**DIRECTIVES:**
(1) According to the excerpt, in what year did the Revisionist Zionist Jabotinsky speak of human expulsion and takeovers?
(2) Please reproduce the listing below exactly, line for line, leaving out the pictures.

**EXTRACT:**
┌──

Of course, human expulsion and takeovers have occurred time and again throughout history. Revisionist Zionist Jabotinsky spoke of this back in 1923. Does that give Israel the right to harm us, to modernize the punitive concept of winner-take-all, or to disperse indigenous people whose only crime is living where they do? Are Zionists still so stuck in their position that they can only act on the principle that might-makes-right, even if that means the death of us all? Are all those living here like the helpless baby, before the true mother spoke up? Here are 62 students willing to speak. I want to join them.

What do I ask in return for giving up my end of the struggle? I ask you, the Jewish people of Israel and you, their Zionist supporters in America, to do to us as you have asked the rest of the world to do to you. If Zionists demand compensation for the rights, land and money lost in the Holocaust, I want reparation for rights, land and money lost in our Catastrophe, which started in 1948, continued in 1967 and still goes on. It's difficult to admit the misdeeds of one's ancestors, but one need not repeat what one knows to have been wrong. I say to you 62 students, only a few years younger than I, "Help manage this land of ours, not destroy it. Keep responding to the wrong so that our land becomes a haven in which all people, men and women, Muslim, Christian or Jew, former citizens of other countries who come and those of us born here, have a voice, a vote, in what happens next. I call for my people's freedom to return and for releasing all the Palestinian political prisoners, who have paid for freedom with long years of their lives. We may not be able to reverse the past, but we have it in our power to serve all the people here now.
As for concessions, it is not reasonable to expect us to compromise while settlements expand. There is arrogance in "allowing" us to have our own State on land we lived on long before the arrival of Zionists. It is wrong to expect Gazans, many of whose families lost their livelihoods when Israelis seized their lands, to work for Israeli masters at substandard wages with no chance for re-education or advancement. Let's listen again to words that everyone hears nowadays, but this time with an ear to how we Palestinians hear them. Terrorism, the current catchword for evil, can come from a State as well as an individual. Who knows that better than you, the 62 Israeli high school seniors, and us, the people of occupied Palestine? I fear the future, yet my hope persists, buoyed by your letter. It is time for all of us who want happy and productive lives to reject the lies our governments or religious institutions teach through curricula designed to make the Other look evil. We should demonstrate to the warlords that neither side is entirely good or entirely evil.

└──

**DATA PROVIDED:**
┌──

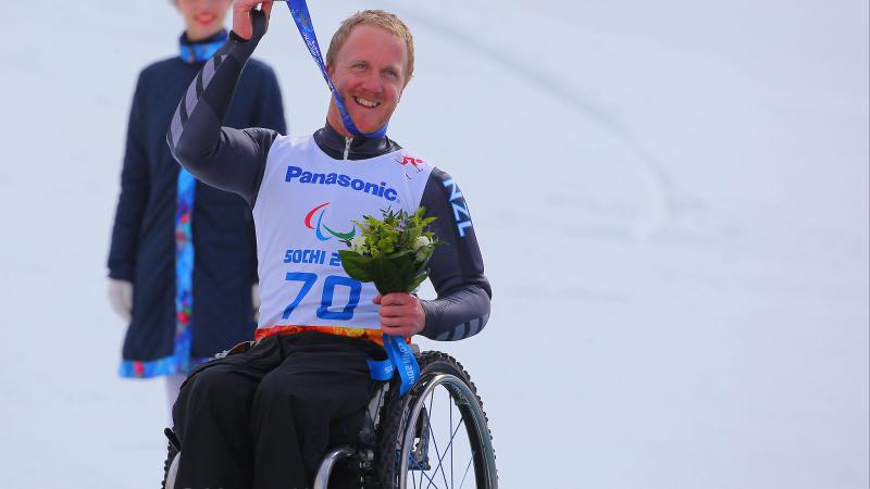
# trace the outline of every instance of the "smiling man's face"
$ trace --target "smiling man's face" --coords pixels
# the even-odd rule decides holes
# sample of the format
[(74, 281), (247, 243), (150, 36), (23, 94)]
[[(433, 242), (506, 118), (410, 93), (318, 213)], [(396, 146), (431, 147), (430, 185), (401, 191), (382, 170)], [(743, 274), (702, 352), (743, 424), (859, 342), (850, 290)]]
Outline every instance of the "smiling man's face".
[(224, 17), (232, 0), (176, 0), (187, 24), (187, 38), (192, 41), (206, 39), (223, 28)]
[[(374, 133), (389, 121), (405, 89), (407, 66), (405, 41), (389, 30), (360, 24), (350, 32), (327, 71), (360, 131)], [(335, 100), (326, 120), (336, 130), (350, 136)]]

└──

**OUTPUTS:**
(1) 1923

(2)
# trace the outline of every instance of the "smiling man's face"
$ trace --target "smiling man's face" --coords pixels
# the even-odd rule decides holes
# sample of the format
[(74, 281), (247, 243), (150, 36), (23, 94)]
[[(433, 242), (506, 118), (410, 93), (318, 213)], [(396, 146), (431, 147), (430, 185), (401, 191), (382, 170)], [(743, 274), (702, 352), (743, 424), (859, 342), (850, 290)]]
Outline every instance of the "smiling man's face".
[(224, 17), (232, 0), (176, 0), (187, 24), (187, 38), (192, 41), (206, 39), (223, 28)]
[[(374, 133), (389, 121), (405, 89), (407, 66), (405, 41), (389, 30), (360, 24), (350, 32), (327, 71), (360, 131)], [(335, 100), (326, 120), (336, 130), (350, 136)]]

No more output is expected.